# [What to produce]
Starting from the line that holds "The rings of", print each remaining line of the entries exactly, ending with the last.

··· Available records ···

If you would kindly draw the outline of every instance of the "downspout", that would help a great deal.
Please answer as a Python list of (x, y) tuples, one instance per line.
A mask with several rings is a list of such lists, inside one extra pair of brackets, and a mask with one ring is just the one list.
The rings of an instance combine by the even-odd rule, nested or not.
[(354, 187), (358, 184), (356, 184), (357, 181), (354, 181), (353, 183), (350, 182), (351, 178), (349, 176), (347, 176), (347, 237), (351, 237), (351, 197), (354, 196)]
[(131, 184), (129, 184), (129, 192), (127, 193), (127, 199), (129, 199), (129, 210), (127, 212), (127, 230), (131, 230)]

···

# [Task response]
The rings of an instance combine by the even-odd rule, nested or not.
[(354, 187), (358, 184), (356, 184), (357, 181), (354, 181), (353, 183), (350, 182), (351, 178), (349, 176), (347, 176), (347, 237), (351, 237), (351, 197), (354, 196)]
[(131, 184), (129, 184), (129, 192), (127, 193), (127, 199), (129, 199), (129, 210), (127, 212), (127, 230), (131, 230)]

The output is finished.